*Exercise requirements*.
All of the data below needs to be set down again, exactly as shown.

Natural language region descriptions
◆ ◆ ◆ ◆ ◆ ◆ ◆

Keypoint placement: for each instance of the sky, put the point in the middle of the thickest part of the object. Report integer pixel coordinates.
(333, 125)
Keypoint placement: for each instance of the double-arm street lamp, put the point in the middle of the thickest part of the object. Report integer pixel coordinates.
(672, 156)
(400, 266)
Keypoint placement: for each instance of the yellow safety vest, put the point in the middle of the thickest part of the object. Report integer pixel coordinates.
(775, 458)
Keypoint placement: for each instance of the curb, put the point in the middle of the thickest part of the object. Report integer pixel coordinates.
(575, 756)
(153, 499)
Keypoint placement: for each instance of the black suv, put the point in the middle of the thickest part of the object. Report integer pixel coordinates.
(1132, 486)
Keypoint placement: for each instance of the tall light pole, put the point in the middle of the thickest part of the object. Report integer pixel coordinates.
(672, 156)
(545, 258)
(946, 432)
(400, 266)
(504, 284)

◆ ◆ ◆ ◆ ◆ ◆ ◆

*Result of the task*.
Keypoint placement: for each instance of the sky, put the point in the middle of the thickest part of the object. Report integer pixel coordinates.
(333, 125)
Keypoint placement: for each instance of the double-arm street lamp, put the point in the middle of the thickest part of the object. Report integer pixel coordinates.
(672, 156)
(400, 266)
Keypoint placement: for each instance of the yellow safety vest, put the point in the middle of the thickest part of the object. Report integer pixel coordinates.
(775, 458)
Keypoint placement: for each instance of the curb, put the point in the middle of the thickest part of the object. Report integer pixel coordinates.
(575, 756)
(153, 499)
Keypoint placement: for each instance of the black suv, put the point in the middle of the thickest part of the object. Report integer pixel coordinates.
(1132, 486)
Keypoint placement: for each instance of the tall light pole, put the point in the middle of the thickest part of the object. Report integer pixel coordinates.
(672, 156)
(545, 258)
(946, 432)
(400, 266)
(504, 284)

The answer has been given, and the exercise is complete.